EXERCISE REQUIREMENTS:
Scan the entries for lines with the word "grass", then copy those lines.

[Stored dataset items]
************

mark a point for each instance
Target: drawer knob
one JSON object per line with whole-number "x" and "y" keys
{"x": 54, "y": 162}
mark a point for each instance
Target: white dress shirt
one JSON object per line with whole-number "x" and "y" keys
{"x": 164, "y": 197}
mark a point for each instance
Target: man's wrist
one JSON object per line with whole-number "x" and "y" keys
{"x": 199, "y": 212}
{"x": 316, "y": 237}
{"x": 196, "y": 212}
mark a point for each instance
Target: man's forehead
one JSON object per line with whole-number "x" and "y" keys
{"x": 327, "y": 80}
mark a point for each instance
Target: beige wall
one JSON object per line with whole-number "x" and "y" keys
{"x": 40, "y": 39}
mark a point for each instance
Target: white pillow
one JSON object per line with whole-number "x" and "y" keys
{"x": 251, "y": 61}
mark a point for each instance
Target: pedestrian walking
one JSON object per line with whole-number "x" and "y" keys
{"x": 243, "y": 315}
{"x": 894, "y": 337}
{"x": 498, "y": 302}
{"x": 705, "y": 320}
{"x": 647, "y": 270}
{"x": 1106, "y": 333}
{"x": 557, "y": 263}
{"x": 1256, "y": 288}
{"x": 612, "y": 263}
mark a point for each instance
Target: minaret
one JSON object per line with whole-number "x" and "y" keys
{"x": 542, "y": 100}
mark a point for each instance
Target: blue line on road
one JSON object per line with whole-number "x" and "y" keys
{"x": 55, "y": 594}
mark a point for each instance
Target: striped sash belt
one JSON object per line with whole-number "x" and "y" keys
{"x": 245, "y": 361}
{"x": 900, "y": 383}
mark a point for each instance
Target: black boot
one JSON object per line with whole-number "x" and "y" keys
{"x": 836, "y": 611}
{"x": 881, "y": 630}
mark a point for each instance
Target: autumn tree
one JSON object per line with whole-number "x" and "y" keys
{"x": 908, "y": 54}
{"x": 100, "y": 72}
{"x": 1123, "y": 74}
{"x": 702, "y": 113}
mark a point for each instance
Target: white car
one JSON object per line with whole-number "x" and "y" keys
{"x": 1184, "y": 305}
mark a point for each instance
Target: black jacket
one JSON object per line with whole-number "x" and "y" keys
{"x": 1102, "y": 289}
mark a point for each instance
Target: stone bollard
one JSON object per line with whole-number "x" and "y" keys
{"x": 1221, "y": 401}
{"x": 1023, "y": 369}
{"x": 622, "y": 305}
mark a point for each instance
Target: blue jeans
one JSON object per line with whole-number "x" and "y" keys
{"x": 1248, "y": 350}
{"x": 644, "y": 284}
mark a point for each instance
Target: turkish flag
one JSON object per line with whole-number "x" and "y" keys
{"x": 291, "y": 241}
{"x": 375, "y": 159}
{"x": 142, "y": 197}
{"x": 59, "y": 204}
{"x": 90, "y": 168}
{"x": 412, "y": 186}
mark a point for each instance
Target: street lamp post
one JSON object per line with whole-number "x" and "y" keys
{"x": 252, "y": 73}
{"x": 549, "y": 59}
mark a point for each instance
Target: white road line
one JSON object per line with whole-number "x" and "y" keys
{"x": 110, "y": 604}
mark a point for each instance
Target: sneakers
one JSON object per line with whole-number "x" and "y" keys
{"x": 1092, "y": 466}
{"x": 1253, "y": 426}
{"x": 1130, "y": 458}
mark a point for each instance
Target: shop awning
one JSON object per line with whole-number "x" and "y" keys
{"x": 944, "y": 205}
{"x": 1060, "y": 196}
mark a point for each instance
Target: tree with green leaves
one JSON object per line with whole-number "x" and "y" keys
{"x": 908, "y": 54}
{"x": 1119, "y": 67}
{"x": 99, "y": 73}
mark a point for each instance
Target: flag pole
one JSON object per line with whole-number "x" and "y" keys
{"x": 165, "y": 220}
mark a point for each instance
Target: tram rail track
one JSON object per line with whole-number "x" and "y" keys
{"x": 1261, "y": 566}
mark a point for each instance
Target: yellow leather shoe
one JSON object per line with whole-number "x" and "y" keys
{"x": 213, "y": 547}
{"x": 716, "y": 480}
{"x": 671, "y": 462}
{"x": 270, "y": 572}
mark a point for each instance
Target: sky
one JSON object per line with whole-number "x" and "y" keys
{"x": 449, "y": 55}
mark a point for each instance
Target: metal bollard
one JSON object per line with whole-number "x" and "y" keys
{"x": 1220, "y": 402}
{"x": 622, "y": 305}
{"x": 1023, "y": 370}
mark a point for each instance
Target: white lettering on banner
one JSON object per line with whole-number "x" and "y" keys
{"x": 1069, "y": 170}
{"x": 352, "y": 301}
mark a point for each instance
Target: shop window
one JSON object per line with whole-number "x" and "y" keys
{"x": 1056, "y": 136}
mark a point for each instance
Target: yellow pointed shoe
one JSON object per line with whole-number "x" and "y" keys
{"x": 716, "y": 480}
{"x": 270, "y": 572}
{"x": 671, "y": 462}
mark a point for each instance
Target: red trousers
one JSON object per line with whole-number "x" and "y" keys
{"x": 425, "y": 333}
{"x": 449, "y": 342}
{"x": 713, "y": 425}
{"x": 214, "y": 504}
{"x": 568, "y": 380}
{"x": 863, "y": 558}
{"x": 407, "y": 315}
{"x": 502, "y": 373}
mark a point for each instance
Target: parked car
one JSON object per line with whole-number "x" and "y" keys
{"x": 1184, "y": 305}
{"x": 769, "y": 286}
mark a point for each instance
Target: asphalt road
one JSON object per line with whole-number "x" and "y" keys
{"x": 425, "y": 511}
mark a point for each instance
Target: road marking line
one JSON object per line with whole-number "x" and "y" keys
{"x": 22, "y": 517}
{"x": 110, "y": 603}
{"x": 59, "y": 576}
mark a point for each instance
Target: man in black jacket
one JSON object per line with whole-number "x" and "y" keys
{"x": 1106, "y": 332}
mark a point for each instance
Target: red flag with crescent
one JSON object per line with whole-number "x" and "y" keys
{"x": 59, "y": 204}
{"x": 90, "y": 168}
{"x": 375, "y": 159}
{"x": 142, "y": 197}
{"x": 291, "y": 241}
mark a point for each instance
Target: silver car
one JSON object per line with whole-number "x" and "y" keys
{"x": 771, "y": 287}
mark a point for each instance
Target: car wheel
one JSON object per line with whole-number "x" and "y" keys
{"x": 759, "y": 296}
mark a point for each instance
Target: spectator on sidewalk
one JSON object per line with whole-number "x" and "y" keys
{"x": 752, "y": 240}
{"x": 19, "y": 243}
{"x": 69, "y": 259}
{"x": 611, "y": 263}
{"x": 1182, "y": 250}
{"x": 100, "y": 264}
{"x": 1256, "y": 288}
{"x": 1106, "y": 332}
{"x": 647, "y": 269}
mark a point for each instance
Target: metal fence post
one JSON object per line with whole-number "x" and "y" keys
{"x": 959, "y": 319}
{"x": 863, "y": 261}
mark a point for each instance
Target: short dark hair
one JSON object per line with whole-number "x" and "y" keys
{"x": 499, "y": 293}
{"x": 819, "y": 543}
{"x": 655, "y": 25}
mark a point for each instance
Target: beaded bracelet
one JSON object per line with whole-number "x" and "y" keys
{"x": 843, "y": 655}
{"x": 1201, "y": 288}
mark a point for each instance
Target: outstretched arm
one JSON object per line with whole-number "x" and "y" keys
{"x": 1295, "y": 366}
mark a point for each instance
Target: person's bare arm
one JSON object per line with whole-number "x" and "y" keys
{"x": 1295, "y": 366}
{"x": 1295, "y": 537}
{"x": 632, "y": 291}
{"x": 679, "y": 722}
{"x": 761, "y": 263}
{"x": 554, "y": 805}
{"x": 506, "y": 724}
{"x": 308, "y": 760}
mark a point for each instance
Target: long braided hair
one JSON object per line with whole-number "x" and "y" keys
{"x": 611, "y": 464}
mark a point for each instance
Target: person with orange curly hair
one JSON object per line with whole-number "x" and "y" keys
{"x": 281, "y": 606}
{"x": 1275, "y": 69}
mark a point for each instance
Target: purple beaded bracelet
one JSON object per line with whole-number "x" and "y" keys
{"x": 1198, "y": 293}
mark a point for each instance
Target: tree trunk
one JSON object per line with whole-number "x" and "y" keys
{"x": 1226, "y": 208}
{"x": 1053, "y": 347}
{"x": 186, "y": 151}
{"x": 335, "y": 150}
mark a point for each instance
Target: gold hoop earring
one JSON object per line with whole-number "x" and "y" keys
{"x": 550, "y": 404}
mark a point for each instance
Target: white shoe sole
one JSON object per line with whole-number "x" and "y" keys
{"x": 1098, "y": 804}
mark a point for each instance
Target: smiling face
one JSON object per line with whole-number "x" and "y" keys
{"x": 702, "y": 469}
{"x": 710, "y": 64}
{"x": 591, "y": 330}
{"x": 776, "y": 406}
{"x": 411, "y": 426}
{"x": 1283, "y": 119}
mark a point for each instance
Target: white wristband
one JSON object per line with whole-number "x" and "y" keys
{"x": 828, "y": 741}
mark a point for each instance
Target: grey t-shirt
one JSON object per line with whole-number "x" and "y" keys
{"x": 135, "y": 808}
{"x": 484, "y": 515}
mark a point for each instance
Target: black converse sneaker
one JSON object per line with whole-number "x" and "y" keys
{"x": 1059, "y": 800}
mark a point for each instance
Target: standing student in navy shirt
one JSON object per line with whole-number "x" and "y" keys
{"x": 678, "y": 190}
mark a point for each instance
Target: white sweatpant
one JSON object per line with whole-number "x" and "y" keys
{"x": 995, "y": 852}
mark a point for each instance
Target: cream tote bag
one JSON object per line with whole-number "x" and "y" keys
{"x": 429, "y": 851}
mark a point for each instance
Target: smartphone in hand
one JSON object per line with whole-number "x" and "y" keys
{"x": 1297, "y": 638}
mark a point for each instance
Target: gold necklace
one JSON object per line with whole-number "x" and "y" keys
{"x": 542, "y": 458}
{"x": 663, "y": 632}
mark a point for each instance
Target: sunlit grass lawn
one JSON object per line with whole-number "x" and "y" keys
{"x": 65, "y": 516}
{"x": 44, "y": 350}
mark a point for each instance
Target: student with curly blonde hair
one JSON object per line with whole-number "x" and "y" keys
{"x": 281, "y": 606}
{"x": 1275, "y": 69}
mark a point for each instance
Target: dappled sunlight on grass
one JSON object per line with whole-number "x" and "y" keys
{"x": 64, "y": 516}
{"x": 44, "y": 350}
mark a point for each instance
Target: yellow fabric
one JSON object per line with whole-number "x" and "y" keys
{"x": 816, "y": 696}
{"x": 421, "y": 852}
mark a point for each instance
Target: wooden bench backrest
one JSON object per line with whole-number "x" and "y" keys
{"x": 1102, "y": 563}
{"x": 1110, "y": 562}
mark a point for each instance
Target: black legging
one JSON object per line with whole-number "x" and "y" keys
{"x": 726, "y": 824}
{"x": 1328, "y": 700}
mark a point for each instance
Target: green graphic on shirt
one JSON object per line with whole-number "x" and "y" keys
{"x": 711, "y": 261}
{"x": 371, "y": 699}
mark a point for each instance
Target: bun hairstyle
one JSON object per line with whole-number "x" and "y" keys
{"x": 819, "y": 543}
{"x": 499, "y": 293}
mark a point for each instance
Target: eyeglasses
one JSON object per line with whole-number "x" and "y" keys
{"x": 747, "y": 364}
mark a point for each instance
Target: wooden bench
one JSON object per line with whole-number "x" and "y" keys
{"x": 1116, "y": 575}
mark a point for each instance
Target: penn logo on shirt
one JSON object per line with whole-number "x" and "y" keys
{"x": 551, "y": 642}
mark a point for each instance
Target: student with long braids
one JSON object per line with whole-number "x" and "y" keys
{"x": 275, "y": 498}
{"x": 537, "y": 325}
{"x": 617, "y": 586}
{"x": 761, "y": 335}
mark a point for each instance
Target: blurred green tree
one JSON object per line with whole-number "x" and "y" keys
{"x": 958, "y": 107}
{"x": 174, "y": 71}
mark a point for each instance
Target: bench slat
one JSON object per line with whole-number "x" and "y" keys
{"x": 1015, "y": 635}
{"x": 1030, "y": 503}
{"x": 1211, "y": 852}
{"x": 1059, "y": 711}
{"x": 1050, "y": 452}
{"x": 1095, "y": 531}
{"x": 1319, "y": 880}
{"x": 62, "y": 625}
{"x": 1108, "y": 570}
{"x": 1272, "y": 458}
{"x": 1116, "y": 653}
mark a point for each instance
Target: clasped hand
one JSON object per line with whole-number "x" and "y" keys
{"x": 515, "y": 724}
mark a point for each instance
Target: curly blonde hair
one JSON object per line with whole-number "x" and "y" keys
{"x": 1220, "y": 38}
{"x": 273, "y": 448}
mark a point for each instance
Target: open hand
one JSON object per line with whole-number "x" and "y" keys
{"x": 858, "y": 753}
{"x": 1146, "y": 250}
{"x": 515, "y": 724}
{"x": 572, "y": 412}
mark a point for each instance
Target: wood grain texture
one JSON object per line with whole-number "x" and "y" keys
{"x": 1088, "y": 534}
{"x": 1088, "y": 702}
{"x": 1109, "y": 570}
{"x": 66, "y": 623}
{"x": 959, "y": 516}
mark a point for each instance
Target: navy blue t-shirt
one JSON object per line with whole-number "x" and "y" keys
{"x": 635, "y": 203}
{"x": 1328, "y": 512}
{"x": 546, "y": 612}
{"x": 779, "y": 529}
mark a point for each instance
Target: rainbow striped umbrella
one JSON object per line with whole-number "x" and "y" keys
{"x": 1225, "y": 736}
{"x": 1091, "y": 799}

************

ANSWER SPACE:
Target: sunlit grass lawn
Target: dappled sunlight on grass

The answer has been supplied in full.